BEGIN
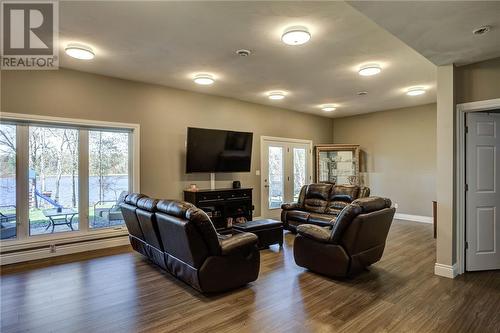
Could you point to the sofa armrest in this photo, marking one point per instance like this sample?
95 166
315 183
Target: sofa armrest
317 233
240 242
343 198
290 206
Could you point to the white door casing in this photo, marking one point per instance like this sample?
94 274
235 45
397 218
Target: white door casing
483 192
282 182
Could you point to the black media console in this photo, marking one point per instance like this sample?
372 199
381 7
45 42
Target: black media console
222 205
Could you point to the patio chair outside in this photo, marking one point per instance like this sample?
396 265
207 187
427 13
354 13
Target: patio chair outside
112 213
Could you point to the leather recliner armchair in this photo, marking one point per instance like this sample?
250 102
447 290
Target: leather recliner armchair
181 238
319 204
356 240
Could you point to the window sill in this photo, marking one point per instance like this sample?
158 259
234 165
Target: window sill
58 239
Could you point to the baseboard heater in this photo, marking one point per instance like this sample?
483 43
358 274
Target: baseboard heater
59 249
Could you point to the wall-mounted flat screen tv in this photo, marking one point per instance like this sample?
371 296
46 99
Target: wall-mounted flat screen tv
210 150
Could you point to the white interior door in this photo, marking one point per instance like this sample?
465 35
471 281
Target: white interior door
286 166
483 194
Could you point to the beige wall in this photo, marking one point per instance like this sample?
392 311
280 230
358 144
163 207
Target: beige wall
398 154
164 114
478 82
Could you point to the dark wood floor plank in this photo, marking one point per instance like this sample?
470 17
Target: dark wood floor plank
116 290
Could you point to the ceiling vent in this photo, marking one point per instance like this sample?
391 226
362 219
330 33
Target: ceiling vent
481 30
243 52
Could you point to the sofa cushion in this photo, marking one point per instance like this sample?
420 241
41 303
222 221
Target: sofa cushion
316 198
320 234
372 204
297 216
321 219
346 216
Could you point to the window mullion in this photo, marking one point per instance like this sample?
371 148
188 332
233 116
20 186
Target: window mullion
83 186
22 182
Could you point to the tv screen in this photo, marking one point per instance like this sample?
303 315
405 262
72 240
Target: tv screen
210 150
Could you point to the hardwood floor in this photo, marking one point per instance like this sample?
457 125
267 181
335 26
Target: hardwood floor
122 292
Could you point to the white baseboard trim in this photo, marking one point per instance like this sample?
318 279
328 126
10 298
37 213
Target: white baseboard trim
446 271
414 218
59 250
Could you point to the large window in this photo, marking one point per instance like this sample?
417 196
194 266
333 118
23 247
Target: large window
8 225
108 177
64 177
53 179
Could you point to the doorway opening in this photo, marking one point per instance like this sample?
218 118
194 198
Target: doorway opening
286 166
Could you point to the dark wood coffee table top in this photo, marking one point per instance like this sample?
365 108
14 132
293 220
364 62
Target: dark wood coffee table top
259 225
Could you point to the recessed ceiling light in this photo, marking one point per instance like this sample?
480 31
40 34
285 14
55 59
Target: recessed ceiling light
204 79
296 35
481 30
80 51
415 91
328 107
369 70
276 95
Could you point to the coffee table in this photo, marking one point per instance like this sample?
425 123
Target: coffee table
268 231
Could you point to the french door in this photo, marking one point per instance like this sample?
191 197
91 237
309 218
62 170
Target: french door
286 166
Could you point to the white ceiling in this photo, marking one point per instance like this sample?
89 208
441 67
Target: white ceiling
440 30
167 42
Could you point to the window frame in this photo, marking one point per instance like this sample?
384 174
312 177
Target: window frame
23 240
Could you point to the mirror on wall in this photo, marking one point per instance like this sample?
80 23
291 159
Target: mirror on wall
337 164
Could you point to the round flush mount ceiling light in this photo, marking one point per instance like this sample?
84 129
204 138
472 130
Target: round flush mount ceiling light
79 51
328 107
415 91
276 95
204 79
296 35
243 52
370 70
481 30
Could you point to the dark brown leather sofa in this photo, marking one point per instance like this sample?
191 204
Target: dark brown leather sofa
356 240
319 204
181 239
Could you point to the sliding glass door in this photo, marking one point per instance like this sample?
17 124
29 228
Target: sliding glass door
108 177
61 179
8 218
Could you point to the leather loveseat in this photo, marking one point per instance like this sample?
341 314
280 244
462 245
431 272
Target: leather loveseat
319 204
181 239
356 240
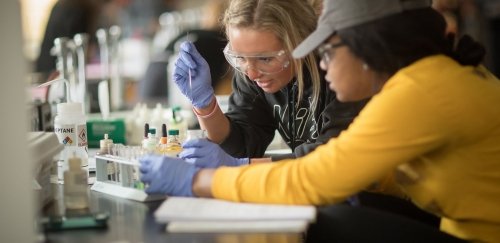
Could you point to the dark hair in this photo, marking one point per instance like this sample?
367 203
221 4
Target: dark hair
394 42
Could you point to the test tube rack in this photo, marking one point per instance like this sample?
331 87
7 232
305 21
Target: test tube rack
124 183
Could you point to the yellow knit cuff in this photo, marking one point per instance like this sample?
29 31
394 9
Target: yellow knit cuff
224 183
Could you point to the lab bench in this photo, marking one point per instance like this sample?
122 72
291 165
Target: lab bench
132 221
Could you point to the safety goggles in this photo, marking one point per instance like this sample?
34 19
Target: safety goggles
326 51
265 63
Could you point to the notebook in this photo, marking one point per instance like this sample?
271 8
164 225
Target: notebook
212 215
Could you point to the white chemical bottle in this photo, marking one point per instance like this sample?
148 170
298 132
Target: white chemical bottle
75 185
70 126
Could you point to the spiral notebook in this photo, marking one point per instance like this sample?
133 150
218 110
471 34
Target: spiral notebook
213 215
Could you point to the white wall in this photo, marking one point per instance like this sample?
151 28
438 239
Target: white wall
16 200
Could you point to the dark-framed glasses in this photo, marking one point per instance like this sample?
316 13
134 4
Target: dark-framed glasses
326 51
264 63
END
What this task involves:
What you return must match the records above exactly, minus any images.

Response:
Could you point to the sofa armrest in this photo, marking one point per instance like this sample?
95 166
315 183
Target: sofa armrest
317 233
240 242
343 198
290 206
Could you point to the white door casing in this photo, marking one point per instance like this sample?
94 274
235 45
397 218
Target: white door casing
483 192
282 182
Could you point to the black media console in this photo, marking one point per instance like this sample?
372 199
381 7
45 42
Target: black media console
222 205
Could you point to the patio chair outside in this photo, marking one point per instance like this sample?
396 265
207 187
427 13
354 13
Target: patio chair outside
112 213
Could you point to the leather recliner armchair in this photo, marking one point per instance like this sample?
250 102
447 290
Target: leather recliner armchair
181 238
319 204
356 240
Could you point to the window sill in this photo, marking one point per instance like this sample?
158 259
234 165
Target: window sill
58 239
Could you point to the baseboard heater in this photo, marking one point per instance like this sample?
483 43
358 274
Target: baseboard heater
59 249
Could you point to the wall-mounted flat screen tv in this photo, marking one point per instance like this sample?
371 296
46 99
Target: wall-mounted flat screen tv
210 150
Could you point to the white interior door in this photo, marking one point per instance like this sample?
465 35
471 281
Target: white interior door
286 166
483 194
Could you point to the beige wall in this photo, marking one point per instance like this sample?
392 311
280 230
358 144
163 207
Target: beige wall
398 154
164 114
478 82
Could you point to the dark wood floor plank in this photo, marking one point per instance like this sample?
470 17
Target: dark wood floor plank
116 290
Could you point to the ceiling vent in this photo, marking one point per instance like this sample?
391 226
362 219
330 33
Target: ceiling vent
481 30
243 52
Could you point to the sofa cushion in this photo, marking one point per instance like this sample?
420 241
41 303
222 221
Target: sofa cushion
316 198
320 234
372 204
297 216
321 219
346 216
Could you point to the window mullion in this photo, marking one point per instance like this sample?
371 148
188 332
233 116
20 186
Target: window mullion
83 186
22 182
Could you point to the tv screen in this photo, marking one point per instance like this sample?
303 315
405 262
72 240
Target: tv screen
210 150
Could you point to the hardwood floor in this photo, marking one point per instance like this sample?
457 125
267 181
335 26
Target: hardwood floor
122 292
Could you point to the white baseboard trim in this photo, marking one point per instance like this sample?
318 279
328 126
10 298
37 213
Target: white baseboard trim
446 271
414 218
59 250
Could you point to the large window in this photo, marking one point per instance like this sample?
417 196
194 266
333 118
23 247
Target: large window
8 225
108 177
64 177
53 179
Could you point to the doorway opening in this photo, marking one point per instance like this sample?
218 118
194 198
Target: doorway opening
286 166
Could you point to the dark wood coffee table top in this photo, marking one point per instance like this sample?
365 108
14 132
293 220
364 62
Target: dark wood coffee table top
259 225
Could you point to the recessed ceiling light in this photo, marking one point per instance like this sample?
480 31
40 34
285 14
55 59
Target: recessed ceiling light
204 79
296 35
481 30
80 51
415 91
328 107
369 70
276 95
Could you point to the coffee table in this photo, marking one point per instance like this sample?
425 123
Target: coffee table
268 231
Could you point to the french door in this photo, marking one point per instance like this sample?
191 197
91 237
309 218
62 170
Target: french door
286 166
Could you point to the white ceiling in this photo, marking one point per instance like this sample?
89 208
441 67
Target: white ceiling
440 30
167 42
Could you point to the window frame in this photo, marking one point per instance like this sample?
384 174
312 177
Target: window frame
23 240
Could you point to the mirror on wall in this photo, marking one point per instance like this sample?
80 23
291 159
Target: mirror on wall
337 164
Could you point to the round flush mount ceiling light in this photo, marking one point per instance like this sample?
84 129
204 138
472 130
Target: round flush mount ceiling light
79 51
328 107
415 91
276 95
204 79
296 35
243 52
370 70
481 30
Could you point to the dark brown leather sofa in this photo, marking one point per instance like this sample?
191 204
Target: dark brown leather sofa
356 240
319 204
181 239
Could you point to the sliding glass door in this photo, marking one point per instance like this sample?
17 124
29 228
Target: sliding glass door
108 177
61 179
8 218
Could you point to the leather loveseat in this photo, marking one point per instance like this sample?
341 314
280 244
462 245
431 272
Target: leather loveseat
319 204
181 239
356 240
Could you point to the dark hair in this photo, marking one point per instance like this sample?
367 203
221 4
Target: dark hair
394 42
Could you point to the test tube rack in this photo, marking one point per instance like this sample?
331 87
7 232
305 21
Target: test tube rack
124 183
Could you point to the yellow knit cuff in this photo, marking one point per instance like this sample?
29 31
394 9
Target: yellow knit cuff
224 183
Could you point to the lab bench in this photo, marking one point per instance like this sample?
122 72
291 165
Target: lab bench
132 221
Could you point to the safety goggles in this photo, marking one point per instance like this sample?
34 19
Target: safety goggles
326 51
265 63
Could you point to the notebook in this photo, marking one point per instance like this sample?
271 8
164 225
Target: notebook
212 215
Could you point to the white chemical bottle in this photo, marking one point per instance like this sample?
148 170
298 132
Target: white chemical bottle
75 185
70 126
Could you point to the spiral notebook in this photo, marking one point per instance like this sample?
133 150
218 110
471 34
Target: spiral notebook
213 215
Could you point to the white wall in this photo, marking one point per instance like this sample?
151 28
438 239
Target: white wall
16 200
Could you point to the dark-framed glasses in this photo, marking one point per instance like this sample?
316 13
134 4
Target: dark-framed glasses
326 51
264 63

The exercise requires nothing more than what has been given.